**What is needed**
The required output is the line containing "Point out the green plant" followed by every later line through the end of the data, all reproduced exactly.
━━━ Information given ━━━
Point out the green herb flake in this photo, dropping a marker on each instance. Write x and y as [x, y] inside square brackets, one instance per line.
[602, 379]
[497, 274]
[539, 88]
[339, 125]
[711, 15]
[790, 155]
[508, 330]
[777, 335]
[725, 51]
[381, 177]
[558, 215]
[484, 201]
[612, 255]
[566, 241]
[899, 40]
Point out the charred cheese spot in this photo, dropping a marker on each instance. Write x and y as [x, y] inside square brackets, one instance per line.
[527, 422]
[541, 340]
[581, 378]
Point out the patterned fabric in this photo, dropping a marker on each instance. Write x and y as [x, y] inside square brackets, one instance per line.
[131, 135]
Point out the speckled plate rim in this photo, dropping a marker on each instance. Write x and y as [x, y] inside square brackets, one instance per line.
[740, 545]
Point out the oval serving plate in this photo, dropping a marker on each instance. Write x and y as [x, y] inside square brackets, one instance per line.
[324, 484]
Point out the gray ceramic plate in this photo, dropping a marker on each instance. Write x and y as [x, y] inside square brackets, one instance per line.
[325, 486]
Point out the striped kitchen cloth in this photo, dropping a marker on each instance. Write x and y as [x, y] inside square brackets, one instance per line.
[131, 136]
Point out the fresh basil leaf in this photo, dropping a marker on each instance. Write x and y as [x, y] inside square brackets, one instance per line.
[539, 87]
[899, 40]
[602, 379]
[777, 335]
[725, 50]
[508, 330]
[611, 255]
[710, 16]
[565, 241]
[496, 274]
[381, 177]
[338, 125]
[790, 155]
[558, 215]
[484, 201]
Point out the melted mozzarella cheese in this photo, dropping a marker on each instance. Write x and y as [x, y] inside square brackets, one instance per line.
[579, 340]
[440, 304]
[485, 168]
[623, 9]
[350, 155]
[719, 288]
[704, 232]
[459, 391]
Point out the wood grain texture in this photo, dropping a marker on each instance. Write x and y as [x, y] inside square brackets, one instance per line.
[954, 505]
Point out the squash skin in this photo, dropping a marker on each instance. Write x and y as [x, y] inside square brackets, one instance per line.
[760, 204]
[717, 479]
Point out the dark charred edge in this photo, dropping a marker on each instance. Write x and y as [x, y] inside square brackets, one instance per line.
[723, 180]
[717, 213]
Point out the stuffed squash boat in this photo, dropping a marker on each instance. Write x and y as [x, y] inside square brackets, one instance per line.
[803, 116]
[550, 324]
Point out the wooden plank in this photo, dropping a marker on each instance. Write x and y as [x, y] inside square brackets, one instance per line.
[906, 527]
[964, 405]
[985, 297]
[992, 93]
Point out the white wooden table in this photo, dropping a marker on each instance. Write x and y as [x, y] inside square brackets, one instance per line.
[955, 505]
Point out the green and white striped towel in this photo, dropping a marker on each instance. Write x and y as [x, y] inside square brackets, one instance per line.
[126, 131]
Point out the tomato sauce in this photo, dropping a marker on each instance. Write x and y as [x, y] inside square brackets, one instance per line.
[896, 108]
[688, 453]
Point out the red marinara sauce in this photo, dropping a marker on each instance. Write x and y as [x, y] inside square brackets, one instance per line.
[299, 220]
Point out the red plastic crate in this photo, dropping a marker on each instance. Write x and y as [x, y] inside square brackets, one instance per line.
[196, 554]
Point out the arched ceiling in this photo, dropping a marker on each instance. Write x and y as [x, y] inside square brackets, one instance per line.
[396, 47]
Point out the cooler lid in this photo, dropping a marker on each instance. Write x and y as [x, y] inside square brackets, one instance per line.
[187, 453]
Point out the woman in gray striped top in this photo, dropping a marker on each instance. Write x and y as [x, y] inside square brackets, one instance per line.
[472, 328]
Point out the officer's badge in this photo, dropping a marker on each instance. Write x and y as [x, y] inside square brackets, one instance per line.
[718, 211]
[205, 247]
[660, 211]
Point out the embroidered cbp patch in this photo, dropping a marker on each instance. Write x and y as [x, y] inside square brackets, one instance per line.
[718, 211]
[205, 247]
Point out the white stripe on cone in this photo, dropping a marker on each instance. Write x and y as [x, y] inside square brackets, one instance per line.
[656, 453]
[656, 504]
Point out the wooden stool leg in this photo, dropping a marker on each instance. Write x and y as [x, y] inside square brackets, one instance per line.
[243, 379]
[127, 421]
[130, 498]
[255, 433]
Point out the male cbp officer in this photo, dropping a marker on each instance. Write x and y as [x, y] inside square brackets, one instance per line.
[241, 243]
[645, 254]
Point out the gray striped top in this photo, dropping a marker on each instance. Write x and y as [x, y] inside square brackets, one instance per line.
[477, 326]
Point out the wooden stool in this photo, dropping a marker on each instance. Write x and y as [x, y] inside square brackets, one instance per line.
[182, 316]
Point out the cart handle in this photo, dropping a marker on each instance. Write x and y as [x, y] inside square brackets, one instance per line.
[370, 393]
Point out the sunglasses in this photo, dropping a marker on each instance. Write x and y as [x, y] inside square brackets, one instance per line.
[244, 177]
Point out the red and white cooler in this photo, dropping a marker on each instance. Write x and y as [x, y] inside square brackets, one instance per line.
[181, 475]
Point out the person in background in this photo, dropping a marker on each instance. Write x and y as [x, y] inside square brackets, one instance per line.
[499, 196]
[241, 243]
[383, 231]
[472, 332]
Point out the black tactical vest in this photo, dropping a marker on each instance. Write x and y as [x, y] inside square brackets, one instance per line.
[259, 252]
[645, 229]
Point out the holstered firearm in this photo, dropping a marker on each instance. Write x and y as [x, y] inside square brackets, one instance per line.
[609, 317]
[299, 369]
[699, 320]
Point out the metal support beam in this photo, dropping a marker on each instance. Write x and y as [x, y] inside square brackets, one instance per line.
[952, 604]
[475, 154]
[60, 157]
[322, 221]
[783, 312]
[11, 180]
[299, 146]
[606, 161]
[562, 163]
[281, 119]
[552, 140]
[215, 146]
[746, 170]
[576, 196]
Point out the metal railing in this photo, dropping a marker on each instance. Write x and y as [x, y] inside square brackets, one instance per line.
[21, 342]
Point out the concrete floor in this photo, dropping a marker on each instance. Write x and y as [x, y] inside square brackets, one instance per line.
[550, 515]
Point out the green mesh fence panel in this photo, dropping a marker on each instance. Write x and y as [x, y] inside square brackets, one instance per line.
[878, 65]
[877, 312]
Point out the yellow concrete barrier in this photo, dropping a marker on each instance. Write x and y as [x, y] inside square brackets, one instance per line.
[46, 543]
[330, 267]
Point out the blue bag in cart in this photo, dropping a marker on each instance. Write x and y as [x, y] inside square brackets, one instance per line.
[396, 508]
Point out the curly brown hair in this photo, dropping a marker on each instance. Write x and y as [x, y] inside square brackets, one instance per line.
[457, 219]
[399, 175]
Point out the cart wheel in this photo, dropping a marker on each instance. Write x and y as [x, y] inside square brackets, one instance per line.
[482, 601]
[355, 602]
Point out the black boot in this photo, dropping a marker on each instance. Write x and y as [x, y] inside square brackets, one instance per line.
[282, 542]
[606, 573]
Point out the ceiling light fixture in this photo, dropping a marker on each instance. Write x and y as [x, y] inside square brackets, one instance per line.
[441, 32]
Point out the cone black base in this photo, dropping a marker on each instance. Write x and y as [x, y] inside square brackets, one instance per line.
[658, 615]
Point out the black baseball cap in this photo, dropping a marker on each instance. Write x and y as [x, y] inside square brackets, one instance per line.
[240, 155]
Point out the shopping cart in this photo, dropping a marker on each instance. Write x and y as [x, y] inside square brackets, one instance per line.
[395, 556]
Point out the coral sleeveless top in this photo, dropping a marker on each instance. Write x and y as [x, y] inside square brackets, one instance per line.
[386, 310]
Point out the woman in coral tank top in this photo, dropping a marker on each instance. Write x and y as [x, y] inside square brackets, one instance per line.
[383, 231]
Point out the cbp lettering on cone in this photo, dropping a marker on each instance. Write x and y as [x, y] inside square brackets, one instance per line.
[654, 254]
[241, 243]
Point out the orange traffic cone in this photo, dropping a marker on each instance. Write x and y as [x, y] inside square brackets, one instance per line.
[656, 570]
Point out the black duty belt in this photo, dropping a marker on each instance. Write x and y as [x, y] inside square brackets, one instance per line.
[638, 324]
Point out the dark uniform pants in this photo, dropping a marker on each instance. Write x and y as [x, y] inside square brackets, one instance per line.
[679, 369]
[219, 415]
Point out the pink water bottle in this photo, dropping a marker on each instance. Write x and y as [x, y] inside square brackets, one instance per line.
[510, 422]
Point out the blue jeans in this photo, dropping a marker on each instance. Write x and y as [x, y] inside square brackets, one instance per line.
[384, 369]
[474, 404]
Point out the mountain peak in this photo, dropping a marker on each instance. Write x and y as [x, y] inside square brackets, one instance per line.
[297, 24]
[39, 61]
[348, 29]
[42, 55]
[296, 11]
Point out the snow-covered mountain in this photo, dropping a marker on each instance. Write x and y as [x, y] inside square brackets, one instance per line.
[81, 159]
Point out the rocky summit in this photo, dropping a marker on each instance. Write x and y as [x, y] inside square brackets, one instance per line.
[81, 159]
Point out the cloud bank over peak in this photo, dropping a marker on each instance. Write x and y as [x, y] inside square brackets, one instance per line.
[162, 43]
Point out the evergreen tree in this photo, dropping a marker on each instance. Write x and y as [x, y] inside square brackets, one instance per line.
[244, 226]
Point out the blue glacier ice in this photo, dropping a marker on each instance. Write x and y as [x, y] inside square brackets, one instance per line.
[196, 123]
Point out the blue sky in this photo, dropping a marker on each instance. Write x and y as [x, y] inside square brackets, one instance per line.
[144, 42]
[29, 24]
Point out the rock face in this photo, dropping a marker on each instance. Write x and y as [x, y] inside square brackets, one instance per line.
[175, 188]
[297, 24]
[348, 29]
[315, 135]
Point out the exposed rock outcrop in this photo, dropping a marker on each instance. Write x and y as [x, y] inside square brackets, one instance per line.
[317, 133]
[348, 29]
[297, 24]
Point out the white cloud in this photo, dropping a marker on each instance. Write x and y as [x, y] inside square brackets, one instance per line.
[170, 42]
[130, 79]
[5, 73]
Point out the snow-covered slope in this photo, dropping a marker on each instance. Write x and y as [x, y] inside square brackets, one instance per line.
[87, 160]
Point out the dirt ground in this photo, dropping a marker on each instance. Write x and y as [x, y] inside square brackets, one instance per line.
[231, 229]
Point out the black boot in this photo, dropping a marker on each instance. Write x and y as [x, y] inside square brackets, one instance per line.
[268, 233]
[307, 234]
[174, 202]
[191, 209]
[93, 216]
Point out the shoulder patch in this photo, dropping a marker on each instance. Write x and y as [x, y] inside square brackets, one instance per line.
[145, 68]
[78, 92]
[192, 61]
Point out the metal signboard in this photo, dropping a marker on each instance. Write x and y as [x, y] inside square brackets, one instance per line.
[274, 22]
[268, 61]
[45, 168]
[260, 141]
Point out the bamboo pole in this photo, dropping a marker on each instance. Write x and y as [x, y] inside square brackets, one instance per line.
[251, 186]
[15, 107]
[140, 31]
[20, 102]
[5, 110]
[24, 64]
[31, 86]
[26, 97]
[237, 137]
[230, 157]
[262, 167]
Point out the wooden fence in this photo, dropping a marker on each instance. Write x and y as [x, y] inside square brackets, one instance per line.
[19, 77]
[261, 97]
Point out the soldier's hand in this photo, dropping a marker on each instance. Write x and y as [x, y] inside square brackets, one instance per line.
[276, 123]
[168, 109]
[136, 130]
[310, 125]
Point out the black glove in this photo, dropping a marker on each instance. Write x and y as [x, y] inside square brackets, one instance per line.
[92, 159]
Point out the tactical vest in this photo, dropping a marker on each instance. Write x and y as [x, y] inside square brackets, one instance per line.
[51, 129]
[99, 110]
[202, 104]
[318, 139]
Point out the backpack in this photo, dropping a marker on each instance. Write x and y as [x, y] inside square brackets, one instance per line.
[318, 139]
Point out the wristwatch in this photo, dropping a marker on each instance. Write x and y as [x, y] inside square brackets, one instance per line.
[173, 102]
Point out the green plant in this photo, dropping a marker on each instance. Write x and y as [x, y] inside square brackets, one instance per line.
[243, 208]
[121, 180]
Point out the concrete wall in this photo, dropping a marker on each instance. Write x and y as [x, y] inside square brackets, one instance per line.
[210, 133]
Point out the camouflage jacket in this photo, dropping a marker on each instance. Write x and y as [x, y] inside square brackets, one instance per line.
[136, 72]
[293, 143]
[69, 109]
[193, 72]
━━━
**Answer to the exercise**
Point out the green plant in this photo, dropping a marker on each instance. Write x and y as [x, y] inside square brackets, one instance per line.
[243, 208]
[121, 180]
Point out the concrete wall in this photo, dropping a marker on each instance. Write x and y as [x, y] inside square brackets, one instance per line.
[210, 133]
Point out the camouflage jacket in this photo, dropping a marker on each instance. Write x and y as [x, y] inside square brackets, one instance per line.
[136, 72]
[293, 143]
[69, 109]
[193, 72]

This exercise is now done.